▶ JOB: Put the lines between the one holding "Wildlife-survey input: mark every instance of the green hillside" and the one holding "point(23, 97)", inclusive, into a numbered list, leaving out any blank lines.

Image object location entries:
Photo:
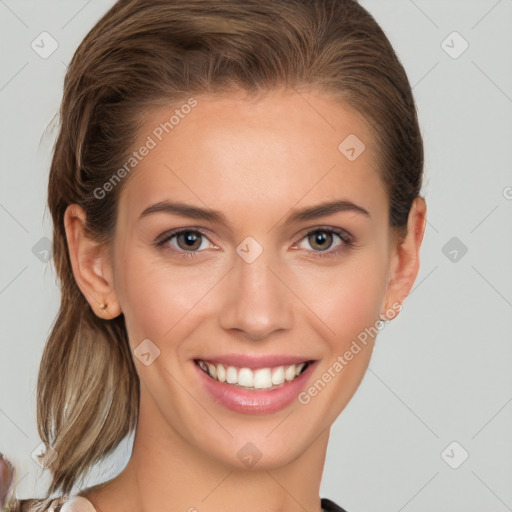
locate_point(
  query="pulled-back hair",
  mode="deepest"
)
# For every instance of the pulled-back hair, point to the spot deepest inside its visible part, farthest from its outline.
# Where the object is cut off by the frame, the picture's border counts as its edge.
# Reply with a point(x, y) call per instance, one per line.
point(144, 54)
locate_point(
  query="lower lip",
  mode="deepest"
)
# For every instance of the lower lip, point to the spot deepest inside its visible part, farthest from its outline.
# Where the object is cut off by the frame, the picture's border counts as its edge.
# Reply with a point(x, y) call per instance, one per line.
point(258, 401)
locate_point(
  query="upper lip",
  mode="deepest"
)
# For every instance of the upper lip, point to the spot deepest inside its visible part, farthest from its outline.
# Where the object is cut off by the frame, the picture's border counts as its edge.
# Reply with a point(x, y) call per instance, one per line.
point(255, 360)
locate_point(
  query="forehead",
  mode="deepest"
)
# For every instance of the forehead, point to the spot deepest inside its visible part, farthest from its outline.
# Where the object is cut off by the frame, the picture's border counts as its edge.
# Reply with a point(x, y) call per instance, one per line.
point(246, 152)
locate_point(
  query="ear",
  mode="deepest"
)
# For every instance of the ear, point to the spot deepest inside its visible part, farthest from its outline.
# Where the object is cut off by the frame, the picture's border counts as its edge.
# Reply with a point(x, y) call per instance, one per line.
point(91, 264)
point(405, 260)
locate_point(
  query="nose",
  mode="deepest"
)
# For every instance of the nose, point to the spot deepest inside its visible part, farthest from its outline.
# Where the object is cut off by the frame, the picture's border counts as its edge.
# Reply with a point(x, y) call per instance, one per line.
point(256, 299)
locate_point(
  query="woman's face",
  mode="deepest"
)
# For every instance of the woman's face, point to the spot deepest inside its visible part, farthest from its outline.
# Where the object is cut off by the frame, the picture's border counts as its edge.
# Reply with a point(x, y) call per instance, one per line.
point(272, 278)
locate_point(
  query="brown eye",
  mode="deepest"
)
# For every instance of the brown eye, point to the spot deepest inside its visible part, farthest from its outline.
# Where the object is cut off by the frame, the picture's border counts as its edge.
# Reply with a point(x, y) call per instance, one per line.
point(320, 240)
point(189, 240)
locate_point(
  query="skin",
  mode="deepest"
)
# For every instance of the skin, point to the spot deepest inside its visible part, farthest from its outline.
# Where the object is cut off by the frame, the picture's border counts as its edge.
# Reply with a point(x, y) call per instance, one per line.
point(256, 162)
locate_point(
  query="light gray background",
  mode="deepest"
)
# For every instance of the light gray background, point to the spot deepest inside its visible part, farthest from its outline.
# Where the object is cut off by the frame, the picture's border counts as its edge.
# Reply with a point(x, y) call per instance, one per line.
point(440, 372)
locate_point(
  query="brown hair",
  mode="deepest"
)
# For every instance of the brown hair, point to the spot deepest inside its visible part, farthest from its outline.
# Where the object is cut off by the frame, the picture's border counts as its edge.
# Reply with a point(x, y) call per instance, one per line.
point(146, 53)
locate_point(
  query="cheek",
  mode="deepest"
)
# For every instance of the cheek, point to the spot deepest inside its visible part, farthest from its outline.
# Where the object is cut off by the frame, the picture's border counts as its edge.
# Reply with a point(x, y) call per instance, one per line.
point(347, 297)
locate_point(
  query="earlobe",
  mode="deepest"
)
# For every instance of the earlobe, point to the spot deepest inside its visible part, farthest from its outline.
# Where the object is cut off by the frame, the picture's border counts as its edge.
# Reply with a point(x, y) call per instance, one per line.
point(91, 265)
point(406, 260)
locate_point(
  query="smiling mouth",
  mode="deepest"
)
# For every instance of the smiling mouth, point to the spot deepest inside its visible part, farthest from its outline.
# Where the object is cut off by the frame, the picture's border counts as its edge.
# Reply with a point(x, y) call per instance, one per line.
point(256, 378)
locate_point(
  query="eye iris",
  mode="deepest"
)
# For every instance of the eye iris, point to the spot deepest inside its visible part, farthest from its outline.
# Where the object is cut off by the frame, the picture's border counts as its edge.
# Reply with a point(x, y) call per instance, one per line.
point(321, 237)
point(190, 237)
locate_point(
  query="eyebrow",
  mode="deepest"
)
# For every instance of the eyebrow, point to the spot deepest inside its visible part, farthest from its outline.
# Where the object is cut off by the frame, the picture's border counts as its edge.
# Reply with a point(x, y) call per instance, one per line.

---

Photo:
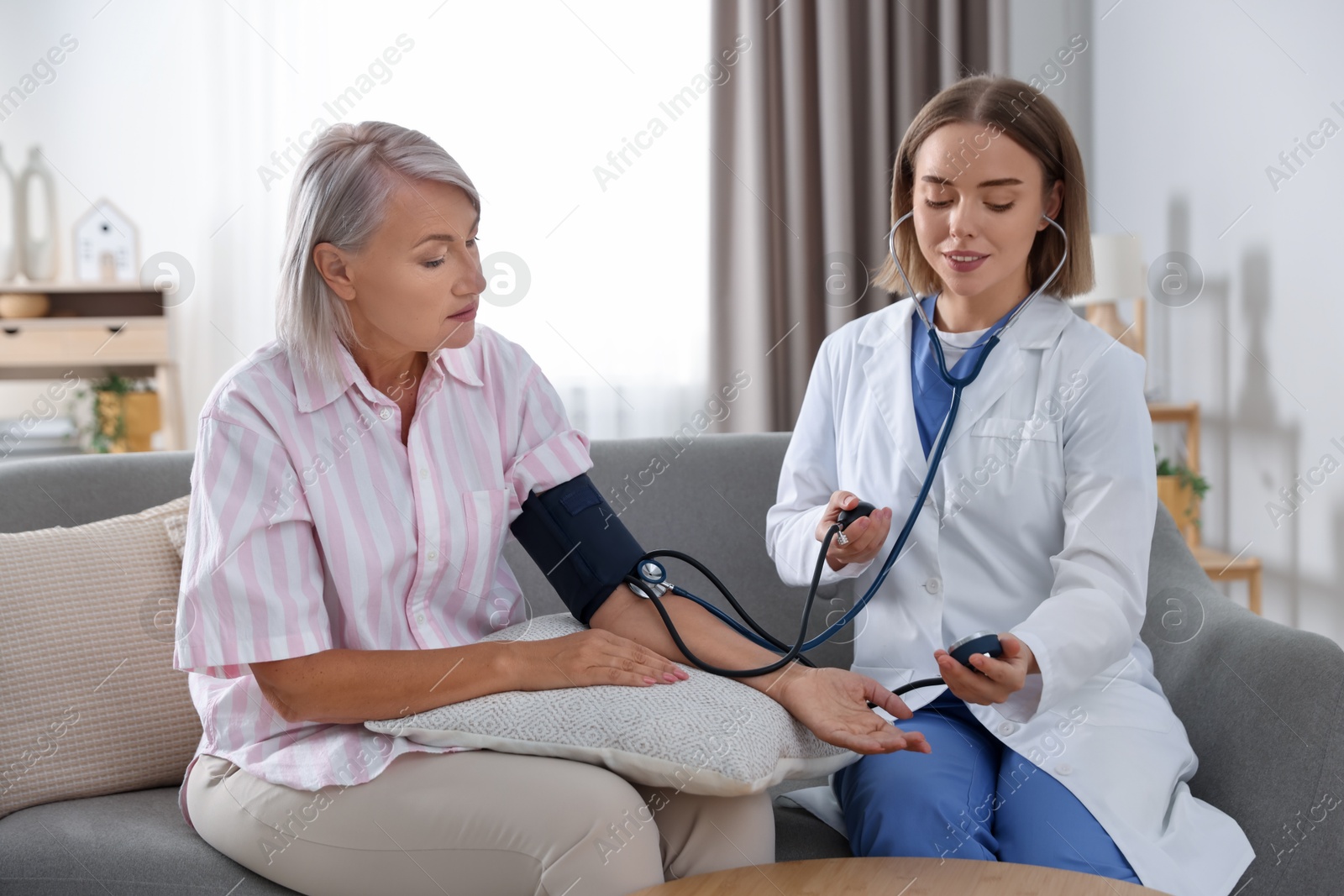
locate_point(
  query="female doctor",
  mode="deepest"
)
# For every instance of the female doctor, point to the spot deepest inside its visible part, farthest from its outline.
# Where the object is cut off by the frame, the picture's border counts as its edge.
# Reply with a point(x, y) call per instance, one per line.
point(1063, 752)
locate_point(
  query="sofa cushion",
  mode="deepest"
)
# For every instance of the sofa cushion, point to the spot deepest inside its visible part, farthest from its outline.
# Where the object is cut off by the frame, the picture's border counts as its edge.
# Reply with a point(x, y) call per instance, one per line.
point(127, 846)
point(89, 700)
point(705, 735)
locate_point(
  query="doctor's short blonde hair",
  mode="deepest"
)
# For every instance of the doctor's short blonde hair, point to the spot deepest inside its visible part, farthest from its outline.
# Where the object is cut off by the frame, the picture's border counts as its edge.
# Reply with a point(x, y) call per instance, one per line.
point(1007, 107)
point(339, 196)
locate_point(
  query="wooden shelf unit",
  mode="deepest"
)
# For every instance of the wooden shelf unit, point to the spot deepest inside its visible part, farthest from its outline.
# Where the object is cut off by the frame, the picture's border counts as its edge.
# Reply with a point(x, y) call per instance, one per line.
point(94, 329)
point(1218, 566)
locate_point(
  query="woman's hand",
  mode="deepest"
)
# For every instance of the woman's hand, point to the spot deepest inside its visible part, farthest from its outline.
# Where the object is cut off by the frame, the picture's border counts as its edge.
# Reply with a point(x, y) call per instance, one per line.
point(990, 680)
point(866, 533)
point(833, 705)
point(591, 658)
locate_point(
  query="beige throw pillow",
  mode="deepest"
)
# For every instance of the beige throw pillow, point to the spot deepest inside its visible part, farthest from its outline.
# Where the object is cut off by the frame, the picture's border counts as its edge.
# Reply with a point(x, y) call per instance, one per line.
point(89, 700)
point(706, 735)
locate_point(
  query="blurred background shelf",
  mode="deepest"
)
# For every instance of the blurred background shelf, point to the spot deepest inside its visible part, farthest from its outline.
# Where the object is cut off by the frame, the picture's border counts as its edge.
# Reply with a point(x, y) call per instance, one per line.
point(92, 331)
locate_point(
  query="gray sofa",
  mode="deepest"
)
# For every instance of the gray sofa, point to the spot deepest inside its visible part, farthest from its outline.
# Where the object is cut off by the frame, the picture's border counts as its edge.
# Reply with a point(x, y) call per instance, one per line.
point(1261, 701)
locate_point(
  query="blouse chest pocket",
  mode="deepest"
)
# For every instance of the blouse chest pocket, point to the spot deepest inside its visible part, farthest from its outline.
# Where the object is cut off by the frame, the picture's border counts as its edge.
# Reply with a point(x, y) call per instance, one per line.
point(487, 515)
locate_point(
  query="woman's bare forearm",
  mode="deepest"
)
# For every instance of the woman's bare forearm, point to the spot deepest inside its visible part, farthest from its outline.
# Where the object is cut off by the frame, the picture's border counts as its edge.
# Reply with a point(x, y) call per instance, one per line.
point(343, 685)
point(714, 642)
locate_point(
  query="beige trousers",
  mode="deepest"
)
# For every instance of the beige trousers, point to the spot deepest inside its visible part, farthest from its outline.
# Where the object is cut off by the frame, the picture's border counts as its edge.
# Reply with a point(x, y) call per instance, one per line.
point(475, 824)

* * *

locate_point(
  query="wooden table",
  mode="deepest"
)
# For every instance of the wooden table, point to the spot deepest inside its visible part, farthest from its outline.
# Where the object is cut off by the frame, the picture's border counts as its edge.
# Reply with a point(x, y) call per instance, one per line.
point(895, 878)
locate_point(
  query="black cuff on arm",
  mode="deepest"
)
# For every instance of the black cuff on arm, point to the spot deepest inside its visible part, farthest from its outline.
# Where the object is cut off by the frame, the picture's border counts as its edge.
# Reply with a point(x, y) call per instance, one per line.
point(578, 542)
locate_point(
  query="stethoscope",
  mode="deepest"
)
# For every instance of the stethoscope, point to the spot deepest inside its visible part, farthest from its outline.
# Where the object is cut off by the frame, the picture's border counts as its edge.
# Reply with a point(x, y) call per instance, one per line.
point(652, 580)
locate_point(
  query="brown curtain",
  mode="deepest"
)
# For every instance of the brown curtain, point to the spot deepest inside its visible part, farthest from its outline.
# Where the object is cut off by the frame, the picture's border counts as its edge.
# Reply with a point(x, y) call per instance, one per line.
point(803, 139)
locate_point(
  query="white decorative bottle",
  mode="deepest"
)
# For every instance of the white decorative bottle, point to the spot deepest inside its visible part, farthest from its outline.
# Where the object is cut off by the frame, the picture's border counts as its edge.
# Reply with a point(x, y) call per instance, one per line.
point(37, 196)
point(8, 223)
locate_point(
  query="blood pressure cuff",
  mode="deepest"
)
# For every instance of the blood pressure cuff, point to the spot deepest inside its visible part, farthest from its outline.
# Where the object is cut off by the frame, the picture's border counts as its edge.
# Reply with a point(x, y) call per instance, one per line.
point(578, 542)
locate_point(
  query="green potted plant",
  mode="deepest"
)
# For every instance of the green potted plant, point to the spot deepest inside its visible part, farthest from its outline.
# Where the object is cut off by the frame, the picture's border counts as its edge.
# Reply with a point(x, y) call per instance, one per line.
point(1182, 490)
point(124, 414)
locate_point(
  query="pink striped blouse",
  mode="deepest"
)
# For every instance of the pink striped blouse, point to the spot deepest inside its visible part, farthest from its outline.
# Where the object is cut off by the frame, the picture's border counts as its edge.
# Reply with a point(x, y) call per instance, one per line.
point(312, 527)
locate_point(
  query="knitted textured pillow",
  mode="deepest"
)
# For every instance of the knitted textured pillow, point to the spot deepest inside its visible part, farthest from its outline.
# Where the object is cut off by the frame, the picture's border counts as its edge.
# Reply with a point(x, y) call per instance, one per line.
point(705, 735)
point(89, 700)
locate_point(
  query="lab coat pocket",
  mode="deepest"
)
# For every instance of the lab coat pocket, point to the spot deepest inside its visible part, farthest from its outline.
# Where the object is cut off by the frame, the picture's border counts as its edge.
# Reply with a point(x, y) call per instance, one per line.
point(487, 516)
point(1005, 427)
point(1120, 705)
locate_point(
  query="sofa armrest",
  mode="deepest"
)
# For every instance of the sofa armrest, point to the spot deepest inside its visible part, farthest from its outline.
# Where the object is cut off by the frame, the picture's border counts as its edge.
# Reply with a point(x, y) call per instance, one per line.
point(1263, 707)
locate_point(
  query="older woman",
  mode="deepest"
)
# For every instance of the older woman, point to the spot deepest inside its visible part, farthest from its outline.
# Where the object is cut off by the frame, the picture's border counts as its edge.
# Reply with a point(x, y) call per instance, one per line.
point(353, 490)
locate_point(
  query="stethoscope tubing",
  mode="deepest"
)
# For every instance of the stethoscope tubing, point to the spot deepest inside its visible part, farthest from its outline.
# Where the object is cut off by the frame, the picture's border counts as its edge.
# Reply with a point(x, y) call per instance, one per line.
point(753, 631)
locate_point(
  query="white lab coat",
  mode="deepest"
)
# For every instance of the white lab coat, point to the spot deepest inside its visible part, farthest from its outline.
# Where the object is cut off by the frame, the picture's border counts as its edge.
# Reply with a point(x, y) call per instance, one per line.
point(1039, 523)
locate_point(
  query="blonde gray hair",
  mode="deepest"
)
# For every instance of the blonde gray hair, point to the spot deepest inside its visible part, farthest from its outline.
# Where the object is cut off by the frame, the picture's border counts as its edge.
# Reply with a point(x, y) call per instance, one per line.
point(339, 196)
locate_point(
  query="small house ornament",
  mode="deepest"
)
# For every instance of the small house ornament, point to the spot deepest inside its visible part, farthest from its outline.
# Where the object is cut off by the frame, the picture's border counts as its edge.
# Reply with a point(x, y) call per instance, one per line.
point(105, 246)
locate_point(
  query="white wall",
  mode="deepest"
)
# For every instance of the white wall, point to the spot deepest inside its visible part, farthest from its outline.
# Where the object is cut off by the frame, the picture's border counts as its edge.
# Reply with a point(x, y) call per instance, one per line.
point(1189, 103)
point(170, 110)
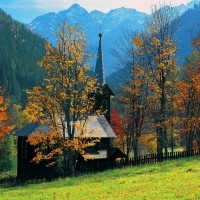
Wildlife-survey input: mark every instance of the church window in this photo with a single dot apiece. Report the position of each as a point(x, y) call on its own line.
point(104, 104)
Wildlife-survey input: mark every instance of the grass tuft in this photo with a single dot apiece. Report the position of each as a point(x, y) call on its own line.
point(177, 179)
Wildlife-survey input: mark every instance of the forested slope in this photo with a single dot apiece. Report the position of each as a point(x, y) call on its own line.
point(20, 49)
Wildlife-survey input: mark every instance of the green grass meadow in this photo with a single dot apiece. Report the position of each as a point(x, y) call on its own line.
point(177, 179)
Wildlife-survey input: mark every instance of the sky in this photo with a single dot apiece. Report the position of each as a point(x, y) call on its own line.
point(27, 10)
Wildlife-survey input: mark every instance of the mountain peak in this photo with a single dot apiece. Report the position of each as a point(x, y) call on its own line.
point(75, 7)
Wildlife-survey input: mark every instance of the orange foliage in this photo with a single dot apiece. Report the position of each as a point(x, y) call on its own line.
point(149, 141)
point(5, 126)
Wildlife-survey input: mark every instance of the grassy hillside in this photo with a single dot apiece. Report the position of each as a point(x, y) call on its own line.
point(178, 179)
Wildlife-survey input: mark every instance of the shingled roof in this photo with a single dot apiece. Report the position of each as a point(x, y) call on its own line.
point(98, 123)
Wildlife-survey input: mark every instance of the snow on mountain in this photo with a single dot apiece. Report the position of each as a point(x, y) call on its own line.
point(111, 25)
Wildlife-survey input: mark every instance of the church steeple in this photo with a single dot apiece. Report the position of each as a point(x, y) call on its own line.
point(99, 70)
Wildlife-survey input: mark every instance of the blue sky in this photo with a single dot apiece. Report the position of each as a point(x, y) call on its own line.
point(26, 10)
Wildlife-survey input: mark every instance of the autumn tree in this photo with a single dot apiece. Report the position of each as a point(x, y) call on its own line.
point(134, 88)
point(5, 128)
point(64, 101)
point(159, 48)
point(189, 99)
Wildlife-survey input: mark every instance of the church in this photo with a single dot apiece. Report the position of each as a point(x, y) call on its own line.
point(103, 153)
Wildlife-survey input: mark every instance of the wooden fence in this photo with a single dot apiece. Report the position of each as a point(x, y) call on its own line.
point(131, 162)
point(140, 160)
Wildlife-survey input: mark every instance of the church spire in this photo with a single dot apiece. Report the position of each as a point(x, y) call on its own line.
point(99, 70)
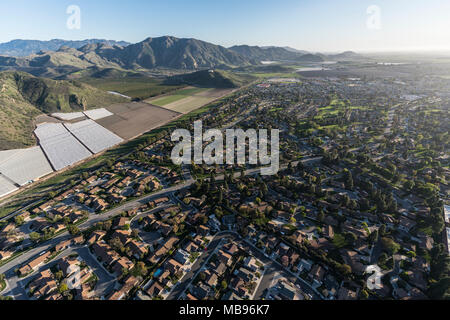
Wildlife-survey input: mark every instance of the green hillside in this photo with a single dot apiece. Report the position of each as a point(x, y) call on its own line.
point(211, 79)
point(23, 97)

▶ TASK RESULT:
1. Wildlife-survey input: mark every instance of the green hillside in this photo with a single dot apiece. Report the position of each as a point(x, y) call on its own line.
2. point(211, 79)
3. point(23, 97)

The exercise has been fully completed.